■ Arbeitsaufträge ■
A: Beantworten Sie anhand des Textauszugs über Sophie die folgenden Fragen:
(i) Welchen Beruf übt Albert aus?
(ii) Wie heißt das Kind von Sophie und Albert?
(iii) Wen lernt Sophie auf der langen Reise kennen?
B: Knüpfen Sie an den Textauszug über Sophie an und schreiben Sie ihn im Anschluss an den letzten Satz weiter.

■ Textauszug ■

Doch das Schicksal wollte es anders, hatte ein anderes Leben für Sophie vorgesehen. Sie lernt den dänischen Brückenbauer Albert kennen, der beruflich wegen der vielen Aufträge um die Welt reist … Zwischen Albert und Sophie kommt es ziemlich schnell zu einer Vermählung und ziemlich schnell wird ein Kind geboren. Ein Mädchen namens Lisa. Doch Sophie hatte keine Lust, sich in die Rolle einer Mutter und Ehefrau pressen zu lassen und reist Albert nach Japan nach, obwohl Sophies Eltern davon abgeraten hatten. Das Kind blieb bei den Angehörigen und der Kinderfrau zurück.

Lisa sei schließlich nicht nur ihr Kind, sondern auch das des Mannes.

Auf der langen Reise lernt Sophie den amerikanischen Journalisten Stanton kennen und verliebt sich neu …

Als aus dieser Liebe mehr geworden ist als eine reine Gelegenheitsbeziehung, bekennt Sophie das ihren Eltern, nach dem auch ihr Mann Albert dahintergekommen ist. Sophies Eltern sind entsetzt, Ashton allerdings macht sich neue Hoffnungen und besonders Sophies Mutter fühlt sich von der Tochter angewidert.

■ Bereitgestelltes Material ■

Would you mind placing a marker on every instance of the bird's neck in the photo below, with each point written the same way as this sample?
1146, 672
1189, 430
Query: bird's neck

■ Erwartete Lösungen ■
A:
(i) Albert ist ein dänischer Brückenbauer.
(ii) Das Kind ist ein Mädchen namens Lisa.
(iii) Sophie lernt den amerikanischen Journalisten Stanton kennen.

B:
Sophie hatte nicht auf ihr Verständnis gehofft. Sie wusste: Die Mutterliebe dieser Frau war eine Pflichtauffassung.
Doch auch bei Stanton war sie nicht bereit, sich ihm anzuschließen, ihm nach Amerika nachzureisen, "um die eigenen Pläne passend zu machen für die Pläne eines Mannes".  

Sophie war eine patente Frau, die ihren eigenen Weg geht, auch mit dem Risiko, auf gesellschaftliche Hürden zu stoßen. Sie hat sich beruflich auch einen völlig anderen Weg aufgebaut und wird Fotojournalistin. Ihren ersten Fotoapparat bekam sie von Albert geschenkt, der in ihr die Fähigkeit, gute Fotos zu schießen, weckte.

Das Buch endet keinesfalls so tragisch wie das von Leo Tolstoi.

Es erhält von mir zehn von zehn Punkten.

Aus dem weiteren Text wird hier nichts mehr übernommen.